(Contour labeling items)

------------------------------------

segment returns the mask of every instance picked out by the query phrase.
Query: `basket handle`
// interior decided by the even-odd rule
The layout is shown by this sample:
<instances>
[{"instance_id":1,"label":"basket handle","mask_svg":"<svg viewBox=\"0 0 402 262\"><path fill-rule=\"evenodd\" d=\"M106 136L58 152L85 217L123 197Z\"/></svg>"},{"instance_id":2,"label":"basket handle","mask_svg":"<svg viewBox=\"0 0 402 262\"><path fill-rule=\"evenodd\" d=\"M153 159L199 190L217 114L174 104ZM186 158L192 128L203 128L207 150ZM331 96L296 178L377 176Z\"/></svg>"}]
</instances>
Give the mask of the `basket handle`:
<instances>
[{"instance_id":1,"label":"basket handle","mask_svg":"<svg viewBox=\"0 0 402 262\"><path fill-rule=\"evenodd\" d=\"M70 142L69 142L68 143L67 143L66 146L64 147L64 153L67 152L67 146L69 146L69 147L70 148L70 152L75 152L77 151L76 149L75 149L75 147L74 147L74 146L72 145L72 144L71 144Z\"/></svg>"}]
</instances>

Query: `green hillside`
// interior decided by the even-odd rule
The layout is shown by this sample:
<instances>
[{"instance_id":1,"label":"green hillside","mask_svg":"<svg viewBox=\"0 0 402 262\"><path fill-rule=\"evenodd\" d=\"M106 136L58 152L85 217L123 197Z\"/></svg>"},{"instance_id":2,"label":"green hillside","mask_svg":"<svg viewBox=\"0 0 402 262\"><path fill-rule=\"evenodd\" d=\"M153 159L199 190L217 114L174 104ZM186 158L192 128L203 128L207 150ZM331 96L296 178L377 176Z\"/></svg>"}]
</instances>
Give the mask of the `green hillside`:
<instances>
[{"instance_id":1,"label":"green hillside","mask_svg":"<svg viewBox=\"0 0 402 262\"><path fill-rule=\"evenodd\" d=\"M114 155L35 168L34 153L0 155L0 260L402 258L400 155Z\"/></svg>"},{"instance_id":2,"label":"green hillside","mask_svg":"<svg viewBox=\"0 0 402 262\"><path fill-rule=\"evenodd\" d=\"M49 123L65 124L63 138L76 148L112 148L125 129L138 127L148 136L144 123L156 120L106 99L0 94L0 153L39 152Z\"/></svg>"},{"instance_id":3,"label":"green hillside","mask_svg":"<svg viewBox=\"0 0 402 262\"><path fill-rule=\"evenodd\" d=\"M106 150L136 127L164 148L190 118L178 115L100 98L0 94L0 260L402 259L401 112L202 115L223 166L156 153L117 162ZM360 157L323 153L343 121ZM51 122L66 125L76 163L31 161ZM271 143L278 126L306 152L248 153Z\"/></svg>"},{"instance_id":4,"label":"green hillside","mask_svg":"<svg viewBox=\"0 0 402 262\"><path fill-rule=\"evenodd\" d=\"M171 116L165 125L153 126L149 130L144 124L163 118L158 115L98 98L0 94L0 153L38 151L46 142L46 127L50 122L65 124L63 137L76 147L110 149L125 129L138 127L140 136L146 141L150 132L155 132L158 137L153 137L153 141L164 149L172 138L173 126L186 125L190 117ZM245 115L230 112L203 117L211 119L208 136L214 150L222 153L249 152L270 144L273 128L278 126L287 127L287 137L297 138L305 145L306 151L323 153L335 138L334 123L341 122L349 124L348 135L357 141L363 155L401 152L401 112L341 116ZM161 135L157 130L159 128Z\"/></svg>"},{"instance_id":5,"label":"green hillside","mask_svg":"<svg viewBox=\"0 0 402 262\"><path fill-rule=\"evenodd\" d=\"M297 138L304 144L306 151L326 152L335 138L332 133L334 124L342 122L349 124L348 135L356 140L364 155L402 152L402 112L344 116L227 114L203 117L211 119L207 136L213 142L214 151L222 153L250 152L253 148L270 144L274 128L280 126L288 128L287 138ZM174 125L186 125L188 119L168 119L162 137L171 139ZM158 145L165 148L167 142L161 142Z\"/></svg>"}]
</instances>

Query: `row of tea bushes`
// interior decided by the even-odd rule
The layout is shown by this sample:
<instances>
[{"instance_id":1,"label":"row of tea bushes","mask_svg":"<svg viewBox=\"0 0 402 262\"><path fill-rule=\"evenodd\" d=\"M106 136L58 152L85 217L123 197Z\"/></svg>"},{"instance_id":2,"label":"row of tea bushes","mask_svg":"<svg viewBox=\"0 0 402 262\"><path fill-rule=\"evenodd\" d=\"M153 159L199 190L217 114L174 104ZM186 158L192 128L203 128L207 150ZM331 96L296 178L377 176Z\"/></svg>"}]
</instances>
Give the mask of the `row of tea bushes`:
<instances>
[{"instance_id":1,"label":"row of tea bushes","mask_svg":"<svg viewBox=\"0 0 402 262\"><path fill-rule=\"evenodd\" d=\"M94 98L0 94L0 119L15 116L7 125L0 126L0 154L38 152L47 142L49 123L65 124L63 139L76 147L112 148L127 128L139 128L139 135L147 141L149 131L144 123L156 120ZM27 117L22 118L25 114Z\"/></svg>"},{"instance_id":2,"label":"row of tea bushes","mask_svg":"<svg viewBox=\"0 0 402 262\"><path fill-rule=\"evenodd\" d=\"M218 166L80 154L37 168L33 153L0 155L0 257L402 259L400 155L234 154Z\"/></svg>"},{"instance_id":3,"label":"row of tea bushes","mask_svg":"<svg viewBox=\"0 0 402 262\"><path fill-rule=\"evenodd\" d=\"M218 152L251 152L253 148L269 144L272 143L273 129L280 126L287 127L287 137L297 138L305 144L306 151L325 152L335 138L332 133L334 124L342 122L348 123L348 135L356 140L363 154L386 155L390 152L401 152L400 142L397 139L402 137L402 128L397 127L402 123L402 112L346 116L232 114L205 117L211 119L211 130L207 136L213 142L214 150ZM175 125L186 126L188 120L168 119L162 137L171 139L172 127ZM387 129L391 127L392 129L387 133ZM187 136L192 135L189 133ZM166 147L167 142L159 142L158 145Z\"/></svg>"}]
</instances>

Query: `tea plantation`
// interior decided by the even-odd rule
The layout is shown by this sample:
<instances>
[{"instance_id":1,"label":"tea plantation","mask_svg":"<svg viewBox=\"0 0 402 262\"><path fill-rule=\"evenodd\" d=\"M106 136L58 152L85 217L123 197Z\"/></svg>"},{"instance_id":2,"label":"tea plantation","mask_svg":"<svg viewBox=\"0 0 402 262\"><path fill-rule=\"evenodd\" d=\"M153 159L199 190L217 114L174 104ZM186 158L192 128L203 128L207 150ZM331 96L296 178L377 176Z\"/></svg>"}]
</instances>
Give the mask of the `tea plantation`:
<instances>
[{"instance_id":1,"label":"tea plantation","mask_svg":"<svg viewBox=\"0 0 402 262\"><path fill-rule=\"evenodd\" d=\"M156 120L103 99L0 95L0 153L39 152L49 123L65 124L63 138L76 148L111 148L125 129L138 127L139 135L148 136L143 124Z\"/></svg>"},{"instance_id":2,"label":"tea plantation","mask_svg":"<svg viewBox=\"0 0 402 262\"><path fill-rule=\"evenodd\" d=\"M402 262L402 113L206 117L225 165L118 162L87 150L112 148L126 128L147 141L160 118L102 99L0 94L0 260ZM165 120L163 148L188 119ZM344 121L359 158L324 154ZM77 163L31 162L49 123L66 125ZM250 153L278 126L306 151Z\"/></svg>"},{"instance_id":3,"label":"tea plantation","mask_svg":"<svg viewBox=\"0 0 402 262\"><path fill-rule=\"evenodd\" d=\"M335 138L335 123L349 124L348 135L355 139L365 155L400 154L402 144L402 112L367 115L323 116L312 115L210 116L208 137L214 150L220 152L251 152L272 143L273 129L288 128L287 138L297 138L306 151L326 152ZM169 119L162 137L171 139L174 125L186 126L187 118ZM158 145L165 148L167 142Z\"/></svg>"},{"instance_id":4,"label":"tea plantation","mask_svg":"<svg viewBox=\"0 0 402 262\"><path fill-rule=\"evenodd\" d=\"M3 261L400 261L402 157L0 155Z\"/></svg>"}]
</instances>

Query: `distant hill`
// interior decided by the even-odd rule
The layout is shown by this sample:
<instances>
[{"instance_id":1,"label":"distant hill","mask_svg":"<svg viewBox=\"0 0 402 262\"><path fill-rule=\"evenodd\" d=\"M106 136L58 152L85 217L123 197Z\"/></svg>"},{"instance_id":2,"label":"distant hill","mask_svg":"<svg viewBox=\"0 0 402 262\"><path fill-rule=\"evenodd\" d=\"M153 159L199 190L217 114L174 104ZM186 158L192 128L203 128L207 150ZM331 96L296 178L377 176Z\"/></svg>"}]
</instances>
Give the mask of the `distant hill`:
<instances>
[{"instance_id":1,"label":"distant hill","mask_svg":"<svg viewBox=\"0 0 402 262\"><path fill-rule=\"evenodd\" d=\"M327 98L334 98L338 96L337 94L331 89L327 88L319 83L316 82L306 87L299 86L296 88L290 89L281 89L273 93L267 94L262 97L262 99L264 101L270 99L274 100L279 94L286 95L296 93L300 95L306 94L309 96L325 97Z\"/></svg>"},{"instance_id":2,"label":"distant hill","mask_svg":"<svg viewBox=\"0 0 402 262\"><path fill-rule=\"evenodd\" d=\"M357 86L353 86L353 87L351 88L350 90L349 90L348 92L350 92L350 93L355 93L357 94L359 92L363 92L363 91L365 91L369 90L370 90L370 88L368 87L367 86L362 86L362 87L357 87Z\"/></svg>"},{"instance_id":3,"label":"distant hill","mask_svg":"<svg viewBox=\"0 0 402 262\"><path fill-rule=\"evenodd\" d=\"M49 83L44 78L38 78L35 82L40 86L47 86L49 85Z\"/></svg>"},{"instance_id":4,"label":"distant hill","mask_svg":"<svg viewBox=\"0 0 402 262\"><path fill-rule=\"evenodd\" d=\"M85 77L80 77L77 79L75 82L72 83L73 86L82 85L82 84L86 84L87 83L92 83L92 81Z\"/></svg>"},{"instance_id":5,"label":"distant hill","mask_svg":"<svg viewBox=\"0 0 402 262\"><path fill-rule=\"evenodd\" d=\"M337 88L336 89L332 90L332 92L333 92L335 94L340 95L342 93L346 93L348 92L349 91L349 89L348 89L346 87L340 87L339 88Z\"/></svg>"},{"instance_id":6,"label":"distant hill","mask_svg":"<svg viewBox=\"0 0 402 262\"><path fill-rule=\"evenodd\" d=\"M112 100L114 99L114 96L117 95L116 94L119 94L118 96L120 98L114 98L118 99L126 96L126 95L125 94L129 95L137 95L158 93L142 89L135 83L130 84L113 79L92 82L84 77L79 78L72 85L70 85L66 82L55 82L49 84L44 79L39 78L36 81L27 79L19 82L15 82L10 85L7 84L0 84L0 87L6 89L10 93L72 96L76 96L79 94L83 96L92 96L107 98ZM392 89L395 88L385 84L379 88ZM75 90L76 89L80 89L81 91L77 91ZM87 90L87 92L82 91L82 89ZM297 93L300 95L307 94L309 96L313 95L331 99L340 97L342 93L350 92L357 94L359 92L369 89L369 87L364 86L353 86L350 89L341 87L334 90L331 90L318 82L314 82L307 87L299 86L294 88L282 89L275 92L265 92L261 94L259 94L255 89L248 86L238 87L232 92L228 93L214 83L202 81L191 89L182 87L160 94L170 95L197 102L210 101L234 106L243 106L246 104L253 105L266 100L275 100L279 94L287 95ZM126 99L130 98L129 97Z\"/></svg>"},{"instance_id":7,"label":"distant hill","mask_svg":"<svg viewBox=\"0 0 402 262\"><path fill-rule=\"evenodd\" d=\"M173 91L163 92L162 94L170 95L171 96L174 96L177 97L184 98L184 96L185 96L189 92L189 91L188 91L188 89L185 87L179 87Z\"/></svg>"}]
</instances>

------------------------------------

Pick out every line of the data that contains the word "Give", and copy each one. Case counts.

Give the mask of the `basket handle`:
Give the mask of the `green hillside`:
Give the mask of the `row of tea bushes`:
Give the mask of the `tea plantation`:
Give the mask of the `distant hill`:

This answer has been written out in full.